AUFGABE 1:
Beantworte anhand des Forenauszugs:
(a) Welche gcc-Version wird neben den CFLAGS genannt?
(b) Was hat root_tux_linux gemacht, damit alles wieder geht?
(c) Welches Programm wird laut Mindphaser nach dem Beenden als abgestürzt gemeldet?
AUFGABE 2: Gib den Abschnitt des Forenauszugs wortgetreu aus, der bei den Worten "Bei mir gehts" anfängt und nach den Worten "Editor abgestürzt ist..." endet.

TEXTAUSZUG:

"""

CFLAGS="-mtune=athlon-xp -O2 -falign-functions=64 -frename-registers -fomit-frame-pointer -ftracer -pipe"

läuft soweit stabil. außerdem glibc-2.3.4.20041102-r1 und gcc-3.4.3.20050110.

als alternative zu arts kann ich nur empfehlen kde komplett ohne arts zu bauen und stattdessen alsa mit dmix plugin zu  benutzen.

----------

## root_tux_linux

Ich hab jetzt die Glibc gedowngraded und nun geht alles wieder  :Wink: 

Wohl irgendein Problem mit der aktuellen Glibc und arts ^^

----------

## Mindphaser

Bei mir gehts mit der aktuellen unstable glibc wunderbar.

Einzigstes Problem was Abstürze unter KDE angeht ist: Wenn ich den Menü-Editor starte, und dann beende (egal ob ich was geändert hab oder nicht) krieg ich ne Meldung das der Menü Editor abgestürzt ist...

Ansonsten ist KDE 3.4 bei mir recht stabil, das einzigste was anfangs Probleme machte war, na ratet mal, Arts natürlich... mitlerweile funzt aber auch das wie am Schnürchen.

"""

Daten zu beschrifteten Punkten
"""

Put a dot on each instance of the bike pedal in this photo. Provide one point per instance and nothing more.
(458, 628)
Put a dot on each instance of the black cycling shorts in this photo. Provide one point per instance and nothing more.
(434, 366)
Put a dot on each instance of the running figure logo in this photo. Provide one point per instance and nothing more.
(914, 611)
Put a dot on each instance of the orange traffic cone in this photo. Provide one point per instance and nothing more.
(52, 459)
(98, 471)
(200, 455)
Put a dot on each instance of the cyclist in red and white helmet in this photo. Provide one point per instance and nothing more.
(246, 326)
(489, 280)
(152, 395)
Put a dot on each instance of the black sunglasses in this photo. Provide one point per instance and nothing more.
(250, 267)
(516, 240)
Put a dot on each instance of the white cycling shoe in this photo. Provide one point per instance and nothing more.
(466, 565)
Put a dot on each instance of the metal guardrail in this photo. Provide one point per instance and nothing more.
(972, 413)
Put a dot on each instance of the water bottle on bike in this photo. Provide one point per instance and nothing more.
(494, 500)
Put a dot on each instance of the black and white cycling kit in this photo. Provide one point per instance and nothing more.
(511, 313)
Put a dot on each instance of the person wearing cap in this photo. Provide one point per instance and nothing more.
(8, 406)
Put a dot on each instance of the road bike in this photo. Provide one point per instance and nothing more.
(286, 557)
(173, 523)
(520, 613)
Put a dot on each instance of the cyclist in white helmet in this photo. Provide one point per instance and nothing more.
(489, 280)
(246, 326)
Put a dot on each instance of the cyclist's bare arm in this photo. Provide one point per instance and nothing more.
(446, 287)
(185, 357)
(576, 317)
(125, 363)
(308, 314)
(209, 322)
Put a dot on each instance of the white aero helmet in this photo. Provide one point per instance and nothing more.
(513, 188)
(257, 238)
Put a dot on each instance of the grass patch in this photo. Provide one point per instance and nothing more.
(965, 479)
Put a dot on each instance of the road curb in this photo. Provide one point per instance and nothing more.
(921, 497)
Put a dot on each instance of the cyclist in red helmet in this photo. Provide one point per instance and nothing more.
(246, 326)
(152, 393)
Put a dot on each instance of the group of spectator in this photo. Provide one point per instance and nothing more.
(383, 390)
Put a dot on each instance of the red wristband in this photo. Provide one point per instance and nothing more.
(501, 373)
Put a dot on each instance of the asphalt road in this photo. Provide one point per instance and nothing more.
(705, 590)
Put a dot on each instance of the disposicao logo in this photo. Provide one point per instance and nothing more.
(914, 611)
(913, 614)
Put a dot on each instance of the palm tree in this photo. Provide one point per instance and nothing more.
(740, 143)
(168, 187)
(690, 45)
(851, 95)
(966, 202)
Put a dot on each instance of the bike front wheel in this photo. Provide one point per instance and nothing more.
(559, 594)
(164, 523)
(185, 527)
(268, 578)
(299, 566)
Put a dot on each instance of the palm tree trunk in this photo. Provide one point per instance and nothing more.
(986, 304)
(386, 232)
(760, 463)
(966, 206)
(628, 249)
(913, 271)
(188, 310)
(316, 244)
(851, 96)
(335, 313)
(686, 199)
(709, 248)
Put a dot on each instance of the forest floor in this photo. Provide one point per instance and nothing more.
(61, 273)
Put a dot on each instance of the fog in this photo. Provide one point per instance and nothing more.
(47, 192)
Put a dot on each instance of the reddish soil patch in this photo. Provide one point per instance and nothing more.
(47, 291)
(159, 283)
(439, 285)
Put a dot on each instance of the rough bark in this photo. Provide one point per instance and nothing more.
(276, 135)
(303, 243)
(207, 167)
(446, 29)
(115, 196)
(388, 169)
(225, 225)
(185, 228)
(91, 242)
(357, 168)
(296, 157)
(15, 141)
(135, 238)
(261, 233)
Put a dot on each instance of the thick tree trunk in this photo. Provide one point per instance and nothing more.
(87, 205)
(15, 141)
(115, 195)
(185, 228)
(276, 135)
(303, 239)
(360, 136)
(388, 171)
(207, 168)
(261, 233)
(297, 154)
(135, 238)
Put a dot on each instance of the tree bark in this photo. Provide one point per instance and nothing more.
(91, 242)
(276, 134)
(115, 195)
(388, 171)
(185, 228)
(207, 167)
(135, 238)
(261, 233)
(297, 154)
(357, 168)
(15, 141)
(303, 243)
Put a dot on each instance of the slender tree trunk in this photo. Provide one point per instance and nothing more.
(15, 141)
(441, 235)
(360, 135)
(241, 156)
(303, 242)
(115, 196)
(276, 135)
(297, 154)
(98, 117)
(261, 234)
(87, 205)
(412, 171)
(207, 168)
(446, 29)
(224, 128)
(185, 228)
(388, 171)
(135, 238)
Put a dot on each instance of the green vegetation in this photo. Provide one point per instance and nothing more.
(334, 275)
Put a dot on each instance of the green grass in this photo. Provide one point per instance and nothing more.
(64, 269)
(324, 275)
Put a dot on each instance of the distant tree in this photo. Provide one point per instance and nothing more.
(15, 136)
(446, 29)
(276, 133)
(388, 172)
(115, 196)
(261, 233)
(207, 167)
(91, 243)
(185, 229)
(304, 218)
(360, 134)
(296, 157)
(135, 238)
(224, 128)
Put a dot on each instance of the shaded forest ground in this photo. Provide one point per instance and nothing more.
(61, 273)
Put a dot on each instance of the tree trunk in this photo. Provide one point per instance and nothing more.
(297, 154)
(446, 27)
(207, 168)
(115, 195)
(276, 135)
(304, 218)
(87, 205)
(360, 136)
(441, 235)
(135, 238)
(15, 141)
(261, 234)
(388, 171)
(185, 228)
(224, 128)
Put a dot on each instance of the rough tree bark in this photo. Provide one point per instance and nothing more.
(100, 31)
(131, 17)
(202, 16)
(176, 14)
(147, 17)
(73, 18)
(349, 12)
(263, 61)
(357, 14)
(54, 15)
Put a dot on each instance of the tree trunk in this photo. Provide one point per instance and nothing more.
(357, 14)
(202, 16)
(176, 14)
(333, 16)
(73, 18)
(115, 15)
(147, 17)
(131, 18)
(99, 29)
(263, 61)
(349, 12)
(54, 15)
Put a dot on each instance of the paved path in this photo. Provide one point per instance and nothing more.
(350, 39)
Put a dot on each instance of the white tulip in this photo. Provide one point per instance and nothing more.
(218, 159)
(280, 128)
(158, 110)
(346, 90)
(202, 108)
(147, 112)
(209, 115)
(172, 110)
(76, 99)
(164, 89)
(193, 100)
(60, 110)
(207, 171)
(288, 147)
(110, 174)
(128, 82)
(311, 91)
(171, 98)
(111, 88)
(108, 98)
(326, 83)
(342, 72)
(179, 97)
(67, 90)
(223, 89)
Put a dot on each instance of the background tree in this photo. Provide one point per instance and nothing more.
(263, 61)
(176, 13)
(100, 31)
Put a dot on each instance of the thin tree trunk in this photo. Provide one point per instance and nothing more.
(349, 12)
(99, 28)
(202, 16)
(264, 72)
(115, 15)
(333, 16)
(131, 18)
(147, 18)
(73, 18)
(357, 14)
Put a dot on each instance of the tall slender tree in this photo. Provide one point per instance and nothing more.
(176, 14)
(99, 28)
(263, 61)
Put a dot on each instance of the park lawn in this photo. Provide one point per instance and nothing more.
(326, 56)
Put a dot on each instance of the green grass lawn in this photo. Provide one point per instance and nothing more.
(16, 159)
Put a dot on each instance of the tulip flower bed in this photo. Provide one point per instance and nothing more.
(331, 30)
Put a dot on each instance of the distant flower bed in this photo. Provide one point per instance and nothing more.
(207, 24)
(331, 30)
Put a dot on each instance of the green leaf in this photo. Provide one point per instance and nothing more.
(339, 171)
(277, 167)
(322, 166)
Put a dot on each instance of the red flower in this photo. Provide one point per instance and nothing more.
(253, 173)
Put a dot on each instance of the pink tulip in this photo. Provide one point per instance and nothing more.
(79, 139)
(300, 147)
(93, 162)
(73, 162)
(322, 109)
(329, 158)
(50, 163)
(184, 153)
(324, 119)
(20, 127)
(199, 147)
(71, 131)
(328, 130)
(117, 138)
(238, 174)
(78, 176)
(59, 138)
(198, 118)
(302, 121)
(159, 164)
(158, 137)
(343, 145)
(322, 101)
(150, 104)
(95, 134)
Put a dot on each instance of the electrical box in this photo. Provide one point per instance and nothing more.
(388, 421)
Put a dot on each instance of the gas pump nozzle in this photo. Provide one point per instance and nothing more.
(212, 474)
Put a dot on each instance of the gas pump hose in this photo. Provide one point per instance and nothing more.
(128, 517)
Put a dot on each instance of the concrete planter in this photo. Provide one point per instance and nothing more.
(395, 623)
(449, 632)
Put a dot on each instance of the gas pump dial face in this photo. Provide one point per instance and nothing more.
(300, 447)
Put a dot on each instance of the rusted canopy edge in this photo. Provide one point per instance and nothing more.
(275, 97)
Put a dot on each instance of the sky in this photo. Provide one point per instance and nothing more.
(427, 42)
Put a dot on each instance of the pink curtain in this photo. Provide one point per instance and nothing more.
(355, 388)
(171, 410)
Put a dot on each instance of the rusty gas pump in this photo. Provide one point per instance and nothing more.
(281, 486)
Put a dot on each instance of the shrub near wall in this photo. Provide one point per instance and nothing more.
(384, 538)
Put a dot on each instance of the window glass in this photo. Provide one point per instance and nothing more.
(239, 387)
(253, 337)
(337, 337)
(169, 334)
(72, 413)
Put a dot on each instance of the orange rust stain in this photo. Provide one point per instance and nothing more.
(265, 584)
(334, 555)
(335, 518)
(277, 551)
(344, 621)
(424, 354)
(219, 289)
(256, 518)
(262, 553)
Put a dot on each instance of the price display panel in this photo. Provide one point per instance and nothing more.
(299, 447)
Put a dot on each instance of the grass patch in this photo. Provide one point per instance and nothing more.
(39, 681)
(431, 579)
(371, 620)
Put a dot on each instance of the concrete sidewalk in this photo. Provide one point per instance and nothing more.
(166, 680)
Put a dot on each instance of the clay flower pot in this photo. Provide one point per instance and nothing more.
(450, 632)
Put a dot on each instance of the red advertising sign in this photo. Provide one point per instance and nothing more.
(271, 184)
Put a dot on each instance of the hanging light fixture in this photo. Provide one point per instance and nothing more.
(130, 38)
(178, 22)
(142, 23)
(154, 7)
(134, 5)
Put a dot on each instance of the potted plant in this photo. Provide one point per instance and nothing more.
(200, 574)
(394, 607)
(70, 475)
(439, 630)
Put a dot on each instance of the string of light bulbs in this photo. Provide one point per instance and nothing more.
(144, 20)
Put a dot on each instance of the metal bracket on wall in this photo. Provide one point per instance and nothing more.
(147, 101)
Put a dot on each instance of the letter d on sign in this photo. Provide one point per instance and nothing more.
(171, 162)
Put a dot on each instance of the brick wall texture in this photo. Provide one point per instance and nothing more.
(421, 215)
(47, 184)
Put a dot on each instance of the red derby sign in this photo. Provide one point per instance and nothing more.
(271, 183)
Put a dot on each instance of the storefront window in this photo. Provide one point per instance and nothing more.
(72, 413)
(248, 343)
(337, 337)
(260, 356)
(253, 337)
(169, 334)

"""

ANTWORT 1:
(a) gcc-3.4.3.20050110
(b) Die Glibc gedowngraded
(c) Der Menü-Editor

ANTWORT 2:
Bei mir gehts mit der aktuellen unstable glibc wunderbar.

Einzigstes Problem was Abstürze unter KDE angeht ist: Wenn ich den Menü-Editor starte, und dann beende (egal ob ich was geändert hab oder nicht) krieg ich ne Meldung das der Menü Editor abgestürzt ist...